(Phrase grounding data)
● ● ● ● ● ● ●
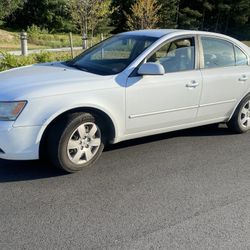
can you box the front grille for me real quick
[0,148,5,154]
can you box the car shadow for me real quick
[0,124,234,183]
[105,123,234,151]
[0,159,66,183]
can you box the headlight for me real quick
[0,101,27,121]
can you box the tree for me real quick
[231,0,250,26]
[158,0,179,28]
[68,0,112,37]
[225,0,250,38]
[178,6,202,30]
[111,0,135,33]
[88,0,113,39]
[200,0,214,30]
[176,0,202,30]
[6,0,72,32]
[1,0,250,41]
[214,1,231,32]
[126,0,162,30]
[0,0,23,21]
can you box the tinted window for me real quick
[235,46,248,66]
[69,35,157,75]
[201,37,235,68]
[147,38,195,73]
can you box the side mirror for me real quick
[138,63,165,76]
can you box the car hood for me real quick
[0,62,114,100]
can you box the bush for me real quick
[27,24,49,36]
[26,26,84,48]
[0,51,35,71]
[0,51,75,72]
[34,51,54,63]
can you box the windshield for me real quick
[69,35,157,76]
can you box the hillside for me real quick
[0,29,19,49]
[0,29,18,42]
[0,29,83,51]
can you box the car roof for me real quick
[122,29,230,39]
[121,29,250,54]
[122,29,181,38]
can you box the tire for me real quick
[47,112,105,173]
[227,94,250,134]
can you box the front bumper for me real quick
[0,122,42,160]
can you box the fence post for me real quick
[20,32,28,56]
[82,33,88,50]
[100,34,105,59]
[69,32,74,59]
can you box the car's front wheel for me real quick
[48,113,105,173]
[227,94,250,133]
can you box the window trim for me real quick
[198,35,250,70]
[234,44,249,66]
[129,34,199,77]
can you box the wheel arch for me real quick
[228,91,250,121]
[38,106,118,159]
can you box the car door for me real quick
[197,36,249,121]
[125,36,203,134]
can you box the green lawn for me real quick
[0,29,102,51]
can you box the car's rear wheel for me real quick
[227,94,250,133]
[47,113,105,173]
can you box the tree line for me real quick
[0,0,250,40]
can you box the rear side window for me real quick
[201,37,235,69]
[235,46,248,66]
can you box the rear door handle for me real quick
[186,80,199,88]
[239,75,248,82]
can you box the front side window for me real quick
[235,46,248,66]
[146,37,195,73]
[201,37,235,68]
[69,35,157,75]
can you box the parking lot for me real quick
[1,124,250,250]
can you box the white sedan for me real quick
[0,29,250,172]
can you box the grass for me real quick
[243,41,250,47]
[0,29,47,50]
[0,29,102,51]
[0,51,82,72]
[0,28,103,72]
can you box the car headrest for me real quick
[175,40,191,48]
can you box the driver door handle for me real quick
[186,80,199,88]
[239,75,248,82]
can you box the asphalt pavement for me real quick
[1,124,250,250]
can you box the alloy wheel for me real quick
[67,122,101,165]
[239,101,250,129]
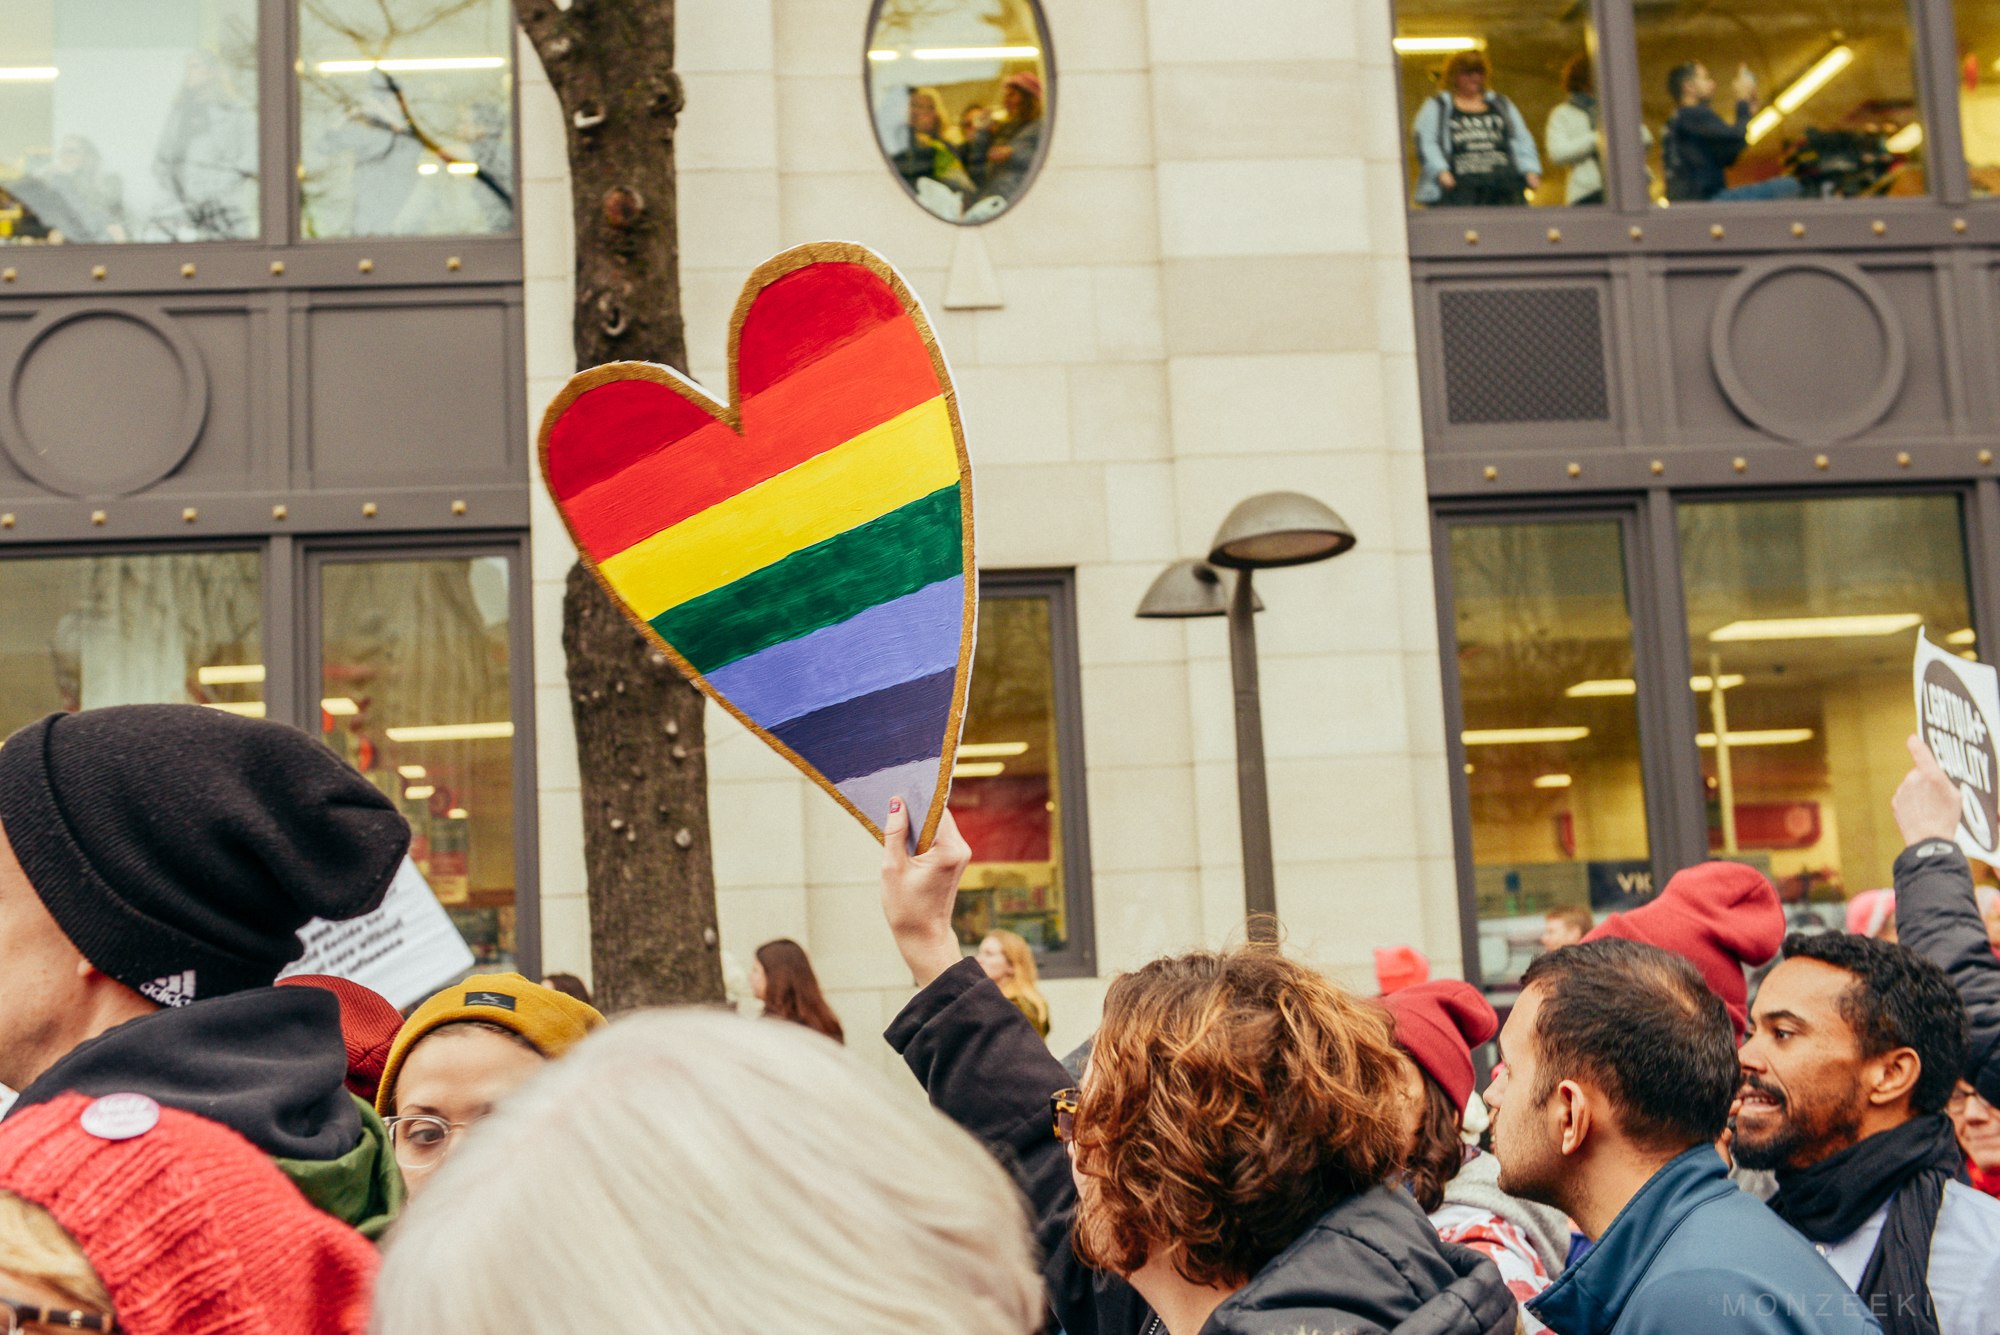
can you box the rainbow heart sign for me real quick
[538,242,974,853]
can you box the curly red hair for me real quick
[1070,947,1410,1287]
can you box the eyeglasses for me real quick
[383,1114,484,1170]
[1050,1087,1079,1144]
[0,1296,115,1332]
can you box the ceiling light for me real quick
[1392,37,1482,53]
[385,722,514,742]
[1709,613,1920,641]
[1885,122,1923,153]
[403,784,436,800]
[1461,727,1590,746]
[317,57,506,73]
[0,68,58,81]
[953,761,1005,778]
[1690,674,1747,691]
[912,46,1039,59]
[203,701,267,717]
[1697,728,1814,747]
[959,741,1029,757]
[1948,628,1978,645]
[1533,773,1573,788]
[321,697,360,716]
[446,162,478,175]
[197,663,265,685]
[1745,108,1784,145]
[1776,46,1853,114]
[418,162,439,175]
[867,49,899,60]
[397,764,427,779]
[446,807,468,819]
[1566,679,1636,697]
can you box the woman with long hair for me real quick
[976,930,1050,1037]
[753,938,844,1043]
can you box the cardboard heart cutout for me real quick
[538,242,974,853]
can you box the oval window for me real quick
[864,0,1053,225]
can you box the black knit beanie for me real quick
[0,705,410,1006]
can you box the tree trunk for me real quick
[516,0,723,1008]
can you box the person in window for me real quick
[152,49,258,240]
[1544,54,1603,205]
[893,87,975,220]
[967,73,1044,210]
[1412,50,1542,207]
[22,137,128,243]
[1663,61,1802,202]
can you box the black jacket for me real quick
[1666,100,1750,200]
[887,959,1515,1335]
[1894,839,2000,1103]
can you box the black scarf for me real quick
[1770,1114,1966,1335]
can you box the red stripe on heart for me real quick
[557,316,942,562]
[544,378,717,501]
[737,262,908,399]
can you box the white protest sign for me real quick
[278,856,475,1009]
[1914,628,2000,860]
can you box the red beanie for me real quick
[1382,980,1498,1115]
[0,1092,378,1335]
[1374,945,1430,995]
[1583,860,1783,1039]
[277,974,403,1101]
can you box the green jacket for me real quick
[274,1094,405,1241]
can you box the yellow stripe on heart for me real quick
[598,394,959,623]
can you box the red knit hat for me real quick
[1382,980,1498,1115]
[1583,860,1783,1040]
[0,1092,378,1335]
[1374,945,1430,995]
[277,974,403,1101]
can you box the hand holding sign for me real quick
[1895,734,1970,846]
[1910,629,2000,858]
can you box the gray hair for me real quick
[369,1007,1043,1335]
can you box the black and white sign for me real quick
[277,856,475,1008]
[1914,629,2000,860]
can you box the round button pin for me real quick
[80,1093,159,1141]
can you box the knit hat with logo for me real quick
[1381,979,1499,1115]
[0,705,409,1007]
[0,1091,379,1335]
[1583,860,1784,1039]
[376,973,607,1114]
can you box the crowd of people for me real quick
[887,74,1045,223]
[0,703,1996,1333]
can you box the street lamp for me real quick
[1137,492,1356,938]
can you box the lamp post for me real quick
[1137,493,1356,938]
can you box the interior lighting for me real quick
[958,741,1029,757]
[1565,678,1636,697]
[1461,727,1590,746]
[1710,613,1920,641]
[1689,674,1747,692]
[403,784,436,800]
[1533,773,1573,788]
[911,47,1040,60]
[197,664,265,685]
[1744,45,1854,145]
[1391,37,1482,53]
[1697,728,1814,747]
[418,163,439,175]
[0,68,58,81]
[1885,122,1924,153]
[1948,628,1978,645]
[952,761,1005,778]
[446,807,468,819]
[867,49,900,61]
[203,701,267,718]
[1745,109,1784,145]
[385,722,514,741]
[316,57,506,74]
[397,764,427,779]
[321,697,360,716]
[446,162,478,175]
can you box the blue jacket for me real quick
● ● ● ● ● ● ●
Problem description:
Without the pictures, copy all of the entries exactly as they appear.

Answer below:
can you box the front grille for me real quick
[0,148,5,154]
can you box the car shadow for me real quick
[0,124,234,183]
[105,123,234,151]
[0,159,66,183]
can you box the headlight for me real quick
[0,101,27,121]
can you box the tree for me real quick
[231,0,250,26]
[158,0,179,28]
[68,0,112,37]
[225,0,250,38]
[178,6,202,30]
[111,0,135,33]
[88,0,113,39]
[200,0,214,30]
[176,0,202,30]
[6,0,72,32]
[1,0,250,41]
[214,1,231,32]
[126,0,162,30]
[0,0,23,21]
can you box the tinted window for me real quick
[235,46,248,66]
[69,35,157,75]
[201,37,235,68]
[147,38,195,73]
can you box the side mirror for me real quick
[138,63,165,76]
can you box the car hood for me real quick
[0,62,114,100]
can you box the bush for me real quick
[27,24,49,36]
[26,26,84,48]
[0,51,35,71]
[0,51,75,72]
[34,51,54,63]
can you box the windshield for me real quick
[69,35,157,76]
can you box the hillside for me real quick
[0,29,19,49]
[0,29,18,42]
[0,29,83,51]
can you box the car roof for me real quick
[122,29,230,39]
[121,29,250,54]
[122,29,181,38]
can you box the tire for me real quick
[47,112,105,173]
[227,94,250,134]
can you box the front bumper for me real quick
[0,122,42,160]
can you box the fence post for me real quick
[20,32,28,56]
[82,33,88,50]
[100,34,105,59]
[69,32,74,59]
can you box the car's front wheel for me real quick
[48,113,105,173]
[227,94,250,133]
can you box the window trim for me real quick
[198,35,250,70]
[234,44,249,66]
[129,34,199,77]
can you box the wheel arch for me real quick
[228,91,250,121]
[38,106,118,159]
can you box the car door for me real quick
[197,36,249,121]
[125,36,203,134]
can you box the green lawn for me real quick
[0,29,102,51]
can you box the car's rear wheel for me real quick
[227,94,250,133]
[47,113,105,173]
can you box the tree line for me real quick
[0,0,250,40]
can you box the rear side window for me real quick
[201,37,235,69]
[235,46,248,66]
can you box the rear door handle for me real quick
[186,80,199,88]
[239,75,248,82]
can you box the front side window for me real quick
[235,46,248,66]
[146,37,195,73]
[201,37,235,68]
[69,35,157,75]
can you box the parking lot for me real quick
[1,124,250,250]
can you box the white sedan for me real quick
[0,29,250,172]
can you box the grass for me real quick
[243,41,250,47]
[0,29,47,50]
[0,29,102,51]
[0,51,82,72]
[0,28,103,72]
can you box the car headrest for me real quick
[175,40,191,48]
can you box the driver door handle for me real quick
[186,80,199,88]
[239,75,248,82]
can you box the asphalt pavement for me real quick
[1,124,250,250]
can you box the alloy wheel for me real quick
[67,122,101,165]
[239,101,250,129]
can you box the rainbow heart sign for me real quick
[538,242,974,853]
can you box the curly red hair for me real quick
[1070,947,1410,1287]
can you box the eyeglasses for me real quick
[383,1114,484,1170]
[1050,1087,1079,1144]
[0,1296,115,1332]
can you box the ceiling light for me real quick
[1392,37,1482,53]
[385,722,514,742]
[1709,613,1920,641]
[1885,122,1923,153]
[403,784,436,800]
[1461,727,1590,746]
[317,57,506,73]
[0,68,58,81]
[953,761,1005,778]
[1690,674,1747,691]
[912,46,1039,59]
[203,701,267,717]
[1697,728,1814,747]
[959,741,1029,757]
[1948,628,1978,645]
[1533,773,1573,788]
[321,697,360,716]
[446,162,478,175]
[197,663,265,685]
[1745,108,1784,145]
[1776,46,1853,114]
[418,162,439,175]
[867,49,899,60]
[397,764,427,779]
[446,807,468,819]
[1566,679,1636,697]
can you box the woman with long hair for me real quick
[976,930,1050,1037]
[753,938,844,1043]
can you box the cardboard heart cutout for me real quick
[538,242,974,853]
can you box the oval window for me real quick
[864,0,1053,225]
can you box the black knit beanie for me real quick
[0,705,410,1006]
can you box the tree trunk for me real quick
[516,0,723,1008]
can you box the person in window for me real quick
[152,49,258,240]
[1544,54,1603,205]
[893,87,975,220]
[967,73,1044,210]
[1412,50,1542,207]
[22,137,128,243]
[1663,61,1802,202]
can you box the black jacket for me real quick
[1666,100,1750,200]
[887,959,1515,1335]
[1894,839,2000,1103]
can you box the black scarf for me real quick
[1770,1114,1966,1335]
can you box the red stripe on heart for me real quick
[557,316,942,562]
[544,378,717,501]
[737,262,908,399]
can you box the white protest sign for me real quick
[278,856,475,1009]
[1914,628,2000,860]
can you box the red beanie for me real quick
[1382,980,1498,1115]
[0,1092,378,1335]
[1374,945,1430,995]
[1583,860,1783,1039]
[277,974,403,1101]
can you box the green jacket for me real quick
[274,1094,405,1241]
can you box the yellow stripe on heart for me real quick
[598,394,959,623]
can you box the red knit hat for me real quick
[1382,980,1498,1115]
[1583,860,1783,1040]
[0,1092,378,1335]
[1374,945,1430,995]
[277,974,403,1101]
can you box the hand holding sign for me real quick
[1895,734,1970,846]
[1910,629,2000,858]
can you box the gray hair for me real quick
[369,1007,1043,1335]
can you box the black and white sign for me real quick
[277,856,475,1008]
[1914,629,2000,860]
can you box the round button pin for me real quick
[80,1093,159,1141]
can you box the knit hat with logo for me real quick
[1381,979,1499,1115]
[0,705,409,1007]
[0,1091,379,1335]
[1583,860,1784,1039]
[376,973,607,1114]
can you box the crowd of people for me real quick
[887,74,1045,223]
[0,703,1996,1333]
can you box the street lamp for me real quick
[1137,492,1356,938]
can you box the lamp post for me real quick
[1137,493,1356,938]
can you box the interior lighting for me real quick
[958,741,1029,757]
[1565,678,1636,697]
[1461,727,1590,746]
[1710,613,1920,641]
[1689,674,1747,692]
[403,784,436,800]
[1533,773,1573,788]
[911,47,1040,60]
[197,664,265,685]
[1744,45,1854,145]
[1391,37,1482,53]
[1697,728,1814,747]
[418,163,439,175]
[0,68,58,81]
[1885,122,1924,153]
[1948,628,1978,645]
[952,761,1005,778]
[446,807,468,819]
[867,49,900,61]
[203,701,267,718]
[1745,109,1784,145]
[385,722,514,741]
[316,57,506,74]
[397,764,427,779]
[321,697,360,716]
[446,162,478,175]
can you box the blue jacket for me real quick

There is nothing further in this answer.